— Start Source records —

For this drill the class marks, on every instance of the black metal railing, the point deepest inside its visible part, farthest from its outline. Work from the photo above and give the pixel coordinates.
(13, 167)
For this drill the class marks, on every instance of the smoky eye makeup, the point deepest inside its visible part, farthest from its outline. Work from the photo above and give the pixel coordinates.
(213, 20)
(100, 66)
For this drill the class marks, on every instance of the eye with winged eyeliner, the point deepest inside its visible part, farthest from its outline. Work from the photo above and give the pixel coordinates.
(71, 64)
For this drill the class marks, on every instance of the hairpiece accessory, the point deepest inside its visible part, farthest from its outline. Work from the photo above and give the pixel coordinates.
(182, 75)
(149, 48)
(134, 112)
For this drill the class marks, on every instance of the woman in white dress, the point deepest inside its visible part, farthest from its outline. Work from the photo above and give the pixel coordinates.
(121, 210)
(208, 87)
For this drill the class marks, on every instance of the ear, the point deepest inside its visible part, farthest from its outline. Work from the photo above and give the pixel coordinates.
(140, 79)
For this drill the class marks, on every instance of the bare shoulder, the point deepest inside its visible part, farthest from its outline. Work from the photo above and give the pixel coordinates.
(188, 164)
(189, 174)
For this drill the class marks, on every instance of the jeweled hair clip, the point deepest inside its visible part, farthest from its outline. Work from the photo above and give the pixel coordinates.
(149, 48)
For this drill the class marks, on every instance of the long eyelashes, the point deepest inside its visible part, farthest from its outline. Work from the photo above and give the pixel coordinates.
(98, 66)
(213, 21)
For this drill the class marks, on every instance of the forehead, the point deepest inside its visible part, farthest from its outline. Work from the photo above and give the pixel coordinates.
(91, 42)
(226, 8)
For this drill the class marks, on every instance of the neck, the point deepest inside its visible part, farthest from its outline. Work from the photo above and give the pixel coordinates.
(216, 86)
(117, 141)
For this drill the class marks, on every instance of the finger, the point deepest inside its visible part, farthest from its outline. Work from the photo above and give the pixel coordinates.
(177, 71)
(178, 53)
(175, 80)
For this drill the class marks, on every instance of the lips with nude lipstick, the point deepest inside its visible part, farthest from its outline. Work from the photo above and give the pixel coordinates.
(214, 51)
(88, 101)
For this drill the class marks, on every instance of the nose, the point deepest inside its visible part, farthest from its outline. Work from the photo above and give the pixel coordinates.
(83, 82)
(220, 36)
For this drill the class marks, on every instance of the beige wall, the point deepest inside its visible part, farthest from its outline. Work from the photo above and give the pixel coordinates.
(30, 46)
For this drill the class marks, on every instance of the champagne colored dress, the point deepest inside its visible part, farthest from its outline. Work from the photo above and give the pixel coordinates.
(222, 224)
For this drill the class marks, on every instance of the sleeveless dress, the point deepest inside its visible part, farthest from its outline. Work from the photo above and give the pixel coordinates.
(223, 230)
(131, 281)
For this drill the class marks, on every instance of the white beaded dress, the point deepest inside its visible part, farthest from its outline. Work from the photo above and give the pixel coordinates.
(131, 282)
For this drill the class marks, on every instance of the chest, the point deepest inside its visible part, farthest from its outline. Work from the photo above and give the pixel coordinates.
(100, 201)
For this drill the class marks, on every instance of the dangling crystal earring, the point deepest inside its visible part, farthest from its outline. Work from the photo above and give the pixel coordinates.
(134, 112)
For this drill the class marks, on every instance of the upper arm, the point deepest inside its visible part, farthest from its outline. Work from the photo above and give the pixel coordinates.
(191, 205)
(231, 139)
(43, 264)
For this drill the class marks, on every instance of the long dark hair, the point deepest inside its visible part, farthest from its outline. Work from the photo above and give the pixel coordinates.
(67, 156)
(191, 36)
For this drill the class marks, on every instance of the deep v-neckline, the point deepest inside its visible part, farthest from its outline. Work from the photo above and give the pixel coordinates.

— End Source records —
— Start Source records —

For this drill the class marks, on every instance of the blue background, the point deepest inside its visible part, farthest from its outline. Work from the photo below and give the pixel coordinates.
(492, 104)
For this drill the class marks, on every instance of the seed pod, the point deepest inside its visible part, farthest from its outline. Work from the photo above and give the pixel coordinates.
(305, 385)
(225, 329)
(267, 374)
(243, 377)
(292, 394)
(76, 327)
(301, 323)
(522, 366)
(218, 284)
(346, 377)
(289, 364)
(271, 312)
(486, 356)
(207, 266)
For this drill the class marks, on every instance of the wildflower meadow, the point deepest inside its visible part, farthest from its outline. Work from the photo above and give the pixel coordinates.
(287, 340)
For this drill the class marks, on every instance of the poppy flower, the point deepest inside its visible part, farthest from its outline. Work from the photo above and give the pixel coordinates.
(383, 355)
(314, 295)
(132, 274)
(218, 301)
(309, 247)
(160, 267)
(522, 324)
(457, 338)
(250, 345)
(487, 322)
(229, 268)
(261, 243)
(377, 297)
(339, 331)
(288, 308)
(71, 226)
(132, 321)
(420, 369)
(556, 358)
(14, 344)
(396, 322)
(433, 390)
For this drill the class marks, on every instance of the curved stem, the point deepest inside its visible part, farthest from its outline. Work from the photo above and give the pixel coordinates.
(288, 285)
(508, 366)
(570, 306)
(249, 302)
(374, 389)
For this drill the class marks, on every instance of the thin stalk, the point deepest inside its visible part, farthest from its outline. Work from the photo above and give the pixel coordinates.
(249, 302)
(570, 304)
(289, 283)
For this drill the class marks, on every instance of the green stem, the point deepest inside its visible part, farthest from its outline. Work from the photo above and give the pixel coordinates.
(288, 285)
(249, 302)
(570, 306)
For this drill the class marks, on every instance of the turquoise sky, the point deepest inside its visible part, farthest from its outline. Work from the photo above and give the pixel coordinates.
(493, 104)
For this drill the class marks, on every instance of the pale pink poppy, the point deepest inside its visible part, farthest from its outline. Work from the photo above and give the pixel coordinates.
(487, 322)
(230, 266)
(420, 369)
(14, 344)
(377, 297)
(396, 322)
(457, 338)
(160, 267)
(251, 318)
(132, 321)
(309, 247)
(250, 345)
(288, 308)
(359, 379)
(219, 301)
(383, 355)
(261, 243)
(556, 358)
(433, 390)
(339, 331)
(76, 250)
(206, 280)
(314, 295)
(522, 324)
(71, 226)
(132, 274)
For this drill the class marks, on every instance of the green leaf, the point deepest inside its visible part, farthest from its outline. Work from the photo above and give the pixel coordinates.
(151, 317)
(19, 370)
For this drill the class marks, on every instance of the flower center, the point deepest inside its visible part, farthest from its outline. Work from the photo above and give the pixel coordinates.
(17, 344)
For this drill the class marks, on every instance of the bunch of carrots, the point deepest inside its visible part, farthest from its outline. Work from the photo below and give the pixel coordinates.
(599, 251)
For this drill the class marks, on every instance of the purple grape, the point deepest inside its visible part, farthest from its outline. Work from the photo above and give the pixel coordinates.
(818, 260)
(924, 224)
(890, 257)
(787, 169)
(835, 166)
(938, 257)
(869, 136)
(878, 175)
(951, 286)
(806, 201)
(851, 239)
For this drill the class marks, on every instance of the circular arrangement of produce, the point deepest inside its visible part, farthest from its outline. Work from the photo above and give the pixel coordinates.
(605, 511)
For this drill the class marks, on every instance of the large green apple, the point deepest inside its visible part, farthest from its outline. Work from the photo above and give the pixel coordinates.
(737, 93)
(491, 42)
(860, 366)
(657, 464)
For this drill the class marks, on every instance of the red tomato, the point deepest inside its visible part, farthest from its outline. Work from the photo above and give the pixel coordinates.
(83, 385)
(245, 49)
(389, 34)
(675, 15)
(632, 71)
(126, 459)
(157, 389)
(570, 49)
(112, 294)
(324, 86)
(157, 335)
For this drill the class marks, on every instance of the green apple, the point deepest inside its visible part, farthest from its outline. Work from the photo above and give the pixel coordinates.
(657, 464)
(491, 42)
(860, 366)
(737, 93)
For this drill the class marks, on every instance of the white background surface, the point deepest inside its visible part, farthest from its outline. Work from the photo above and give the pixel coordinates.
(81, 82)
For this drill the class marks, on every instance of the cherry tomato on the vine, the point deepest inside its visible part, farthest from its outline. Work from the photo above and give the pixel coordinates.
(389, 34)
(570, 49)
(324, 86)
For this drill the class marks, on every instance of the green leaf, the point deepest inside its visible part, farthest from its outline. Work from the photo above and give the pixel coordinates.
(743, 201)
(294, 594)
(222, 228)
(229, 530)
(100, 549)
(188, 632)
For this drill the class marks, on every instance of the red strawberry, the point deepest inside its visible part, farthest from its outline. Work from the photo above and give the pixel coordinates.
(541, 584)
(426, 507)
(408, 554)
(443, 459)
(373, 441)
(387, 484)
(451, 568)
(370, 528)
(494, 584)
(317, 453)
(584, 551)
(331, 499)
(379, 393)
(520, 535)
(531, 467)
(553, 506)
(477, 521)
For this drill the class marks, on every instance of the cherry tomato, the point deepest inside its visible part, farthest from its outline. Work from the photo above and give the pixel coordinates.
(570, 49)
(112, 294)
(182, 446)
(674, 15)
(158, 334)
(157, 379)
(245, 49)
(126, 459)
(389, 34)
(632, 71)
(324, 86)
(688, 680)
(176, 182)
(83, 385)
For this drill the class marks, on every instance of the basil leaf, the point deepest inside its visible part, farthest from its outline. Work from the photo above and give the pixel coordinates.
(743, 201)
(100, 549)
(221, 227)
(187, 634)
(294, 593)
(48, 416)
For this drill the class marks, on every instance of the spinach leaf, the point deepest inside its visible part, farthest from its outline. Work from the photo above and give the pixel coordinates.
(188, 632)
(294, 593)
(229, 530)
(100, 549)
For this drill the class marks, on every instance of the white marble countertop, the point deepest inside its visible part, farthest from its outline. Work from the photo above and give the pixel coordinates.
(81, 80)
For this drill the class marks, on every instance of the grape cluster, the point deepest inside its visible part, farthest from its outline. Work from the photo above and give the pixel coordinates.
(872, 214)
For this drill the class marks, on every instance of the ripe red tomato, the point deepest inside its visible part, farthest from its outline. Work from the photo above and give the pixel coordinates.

— End Source records —
— Start Source records —

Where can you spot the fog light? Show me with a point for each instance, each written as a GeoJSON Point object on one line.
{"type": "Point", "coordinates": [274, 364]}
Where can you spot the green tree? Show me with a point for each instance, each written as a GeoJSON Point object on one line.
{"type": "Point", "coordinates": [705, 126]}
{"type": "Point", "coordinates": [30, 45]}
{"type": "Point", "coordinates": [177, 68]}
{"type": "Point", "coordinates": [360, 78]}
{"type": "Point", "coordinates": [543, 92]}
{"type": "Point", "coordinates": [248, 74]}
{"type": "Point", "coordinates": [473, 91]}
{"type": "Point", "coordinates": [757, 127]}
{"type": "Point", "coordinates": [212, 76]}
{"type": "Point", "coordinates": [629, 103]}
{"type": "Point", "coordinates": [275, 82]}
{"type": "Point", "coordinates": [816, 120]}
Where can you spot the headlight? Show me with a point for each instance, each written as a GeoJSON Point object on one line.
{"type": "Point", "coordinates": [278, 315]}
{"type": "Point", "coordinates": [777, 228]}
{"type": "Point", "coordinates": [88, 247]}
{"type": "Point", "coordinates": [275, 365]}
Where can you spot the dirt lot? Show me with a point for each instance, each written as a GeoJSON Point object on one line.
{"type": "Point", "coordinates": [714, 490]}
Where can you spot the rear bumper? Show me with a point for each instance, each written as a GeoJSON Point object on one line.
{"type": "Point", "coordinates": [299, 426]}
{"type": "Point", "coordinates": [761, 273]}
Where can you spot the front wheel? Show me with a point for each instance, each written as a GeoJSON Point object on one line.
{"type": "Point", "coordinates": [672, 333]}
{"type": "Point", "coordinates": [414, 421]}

— End Source records —

§ **Exercise directions**
Rewrite the rows that open with the line containing "the long dark" and close with the line containing "of the deep", substituting "exercise" for every "drill" and leaving everything else unchanged.

§ **Reply**
For this exercise the class marks, on every instance of the long dark hair, the point deepest inside its visible part, farthest from its outline. Work from the photo above and give the pixel coordinates.
(67, 156)
(191, 36)
For this exercise the class marks, on every instance of the deep v-neckline, the point deepest inside its visible part, farthest from its outline. Work from the photo above and give the pixel coordinates.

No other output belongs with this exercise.